**** ENTRIES PROVIDED ****
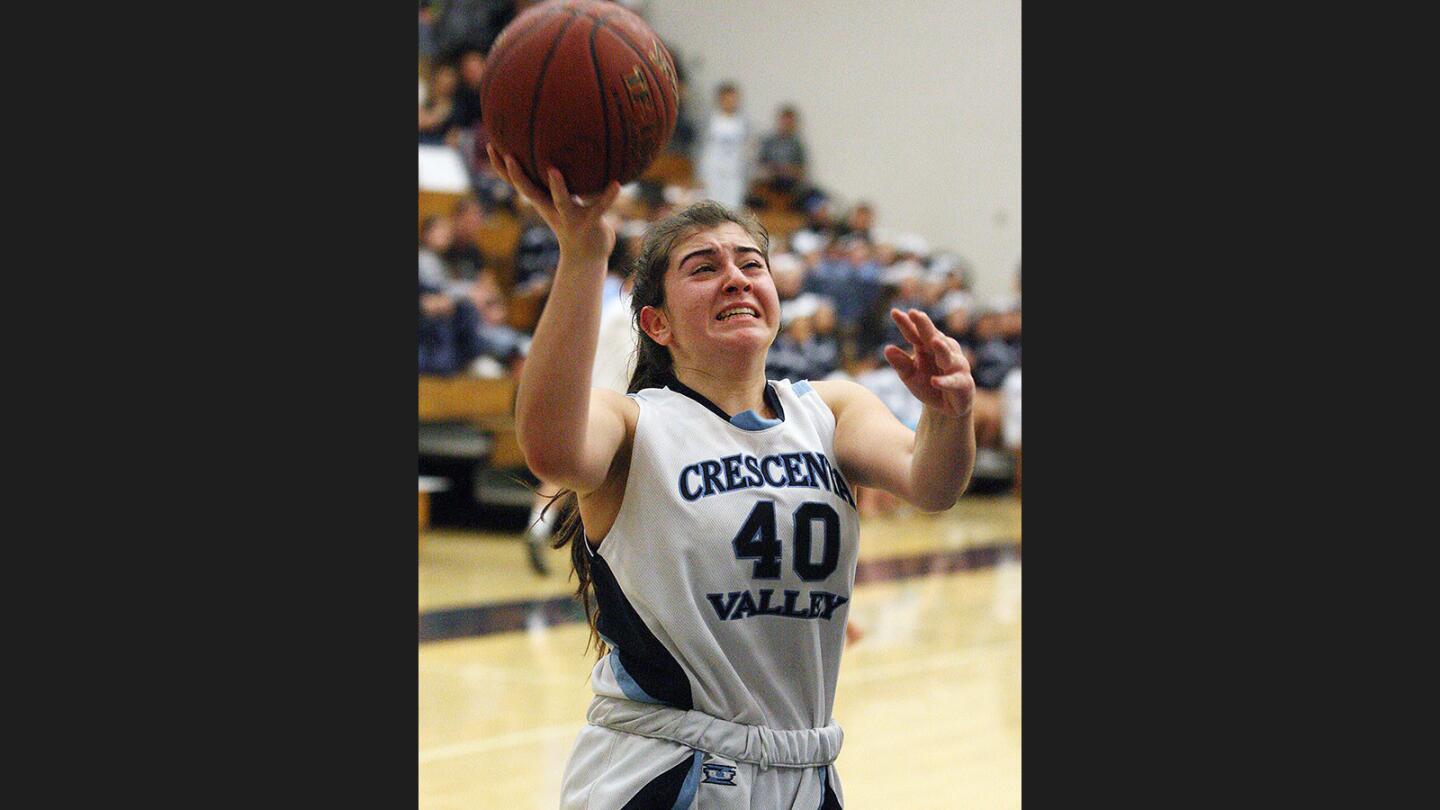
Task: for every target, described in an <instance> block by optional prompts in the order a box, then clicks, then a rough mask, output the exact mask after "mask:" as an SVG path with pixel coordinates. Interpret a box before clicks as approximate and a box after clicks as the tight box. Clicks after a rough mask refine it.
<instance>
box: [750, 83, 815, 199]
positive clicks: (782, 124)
mask: <svg viewBox="0 0 1440 810" xmlns="http://www.w3.org/2000/svg"><path fill="white" fill-rule="evenodd" d="M798 130H799V117H798V114H796V111H795V107H791V105H785V107H782V108H780V111H779V112H778V114H776V117H775V131H773V133H770V134H769V135H766V137H765V140H763V141H760V156H759V182H760V183H762V184H763V186H765V187H768V189H770V190H772V192H775V193H778V195H780V196H782V197H783V199H785V200H786V205H788V208H792V209H799V208H801V203H802V202H804V199H805V195H806V190H808V183H806V177H805V144H804V143H802V141H801V137H799V133H798Z"/></svg>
****
EXERCISE DIRECTIONS> Reproduce the entire listing above word for word, leaving out the picture.

WRITTEN SOLUTION>
Task: for every target, described in an <instance> block by optional prompts in the order a box, then clicks, then a rough mask, output the exact mask after "mask:" as an SVG path with pixel coordinates. Interpret a box before clicks as approximate and a box after clicks as the tight box. Clicks after a rough mask refine it.
<instance>
box: [750, 83, 815, 199]
positive clicks: (782, 124)
mask: <svg viewBox="0 0 1440 810" xmlns="http://www.w3.org/2000/svg"><path fill="white" fill-rule="evenodd" d="M798 130H799V117H798V114H796V111H795V107H791V105H785V107H782V108H780V111H779V112H778V114H776V117H775V131H773V133H770V134H769V135H766V137H765V140H763V141H760V156H759V182H760V183H762V184H763V186H765V187H768V189H770V190H772V192H775V193H778V195H780V196H782V197H783V199H785V200H786V205H788V208H792V209H799V208H801V203H802V202H804V199H805V195H806V190H808V183H806V177H805V144H804V143H802V141H801V137H799V133H798Z"/></svg>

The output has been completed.